# [Selected passage]

§

1A Auto Video Library
Our how-to videos have helped repair over 100 million vehicles.
Enter Vehicle Year Make Model

Specify your vehicle's year, make and model to guarantee fit.

installation video player icon

How to Replace Front Brakes 2003-11 Honda Element

Created on: 2019-07-11

Check out this video from 1A Auto to learn how to replace the front brakes on your 03-11 Honda Element.

  1. step 1 :Removing the Wheel
    • Loosen the 19mm lug nuts with the vehicle on the ground
    • Raise the vehicle with a floor jack
    • Secure the vehicle on jack stands
    • Remove the lug nuts
    • Pull off the wheel
  2. step 2 :Removing the Caliper
    • Pinch off the brake hose with the hose pinch off tool
    • Open the 10 mm brake bleeder screw to ensure it is not seized, then close the bleeder screw
    • Remove the two 12 mm caliper slider bolts
    • Remove the brake caliper and hang it to keep tension off the brake line hose
    • Remove the two 17 mm brake caliper bracket bolts
    • Remove the brake caliper bracket
    • Open the brake caliper bleeder screw
    • Compress the brake caliper piston
    • Close the bleeder screw
    • Return the caliper to the hook
    • You do not need to remove the caliper from the brake hose unless it needs to be replaced.

§

# [Tasks]
- a) Restate word for word the part of the brake replacement guide starting at "Specify your vehicle's" and ending at "03-11 Honda Element.".
- b) In the brake replacement guide, what size are the caliper slider bolts that are removed?
The entries that come next have no connection to the brake replacement guide.

§

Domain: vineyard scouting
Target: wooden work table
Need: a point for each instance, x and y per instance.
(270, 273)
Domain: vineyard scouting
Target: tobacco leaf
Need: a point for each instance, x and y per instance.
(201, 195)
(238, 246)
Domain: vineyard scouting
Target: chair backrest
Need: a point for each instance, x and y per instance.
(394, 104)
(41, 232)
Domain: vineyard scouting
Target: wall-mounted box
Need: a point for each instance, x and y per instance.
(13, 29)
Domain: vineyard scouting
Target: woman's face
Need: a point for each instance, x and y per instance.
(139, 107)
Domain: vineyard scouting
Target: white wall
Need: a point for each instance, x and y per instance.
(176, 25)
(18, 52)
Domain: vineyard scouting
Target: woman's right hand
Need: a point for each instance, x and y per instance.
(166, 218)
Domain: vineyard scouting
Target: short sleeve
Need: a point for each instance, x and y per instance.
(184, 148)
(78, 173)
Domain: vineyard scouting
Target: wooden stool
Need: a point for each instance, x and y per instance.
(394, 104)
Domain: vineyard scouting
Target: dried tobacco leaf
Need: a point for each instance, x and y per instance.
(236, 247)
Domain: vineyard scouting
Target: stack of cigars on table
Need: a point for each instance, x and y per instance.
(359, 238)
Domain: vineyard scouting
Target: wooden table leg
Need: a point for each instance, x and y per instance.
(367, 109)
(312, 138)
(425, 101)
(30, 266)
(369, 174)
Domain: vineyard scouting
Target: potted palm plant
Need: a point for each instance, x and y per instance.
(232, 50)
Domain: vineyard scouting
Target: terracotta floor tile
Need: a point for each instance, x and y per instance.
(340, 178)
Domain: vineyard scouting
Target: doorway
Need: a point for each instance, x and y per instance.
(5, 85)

§

# [Expected results]
- a)
Specify your vehicle's year, make and model to guarantee fit.

installation video player icon

How to Replace Front Brakes 2003-11 Honda Element

Created on: 2019-07-11

Check out this video from 1A Auto to learn how to replace the front brakes on your 03-11 Honda Element.

- b) 12 mm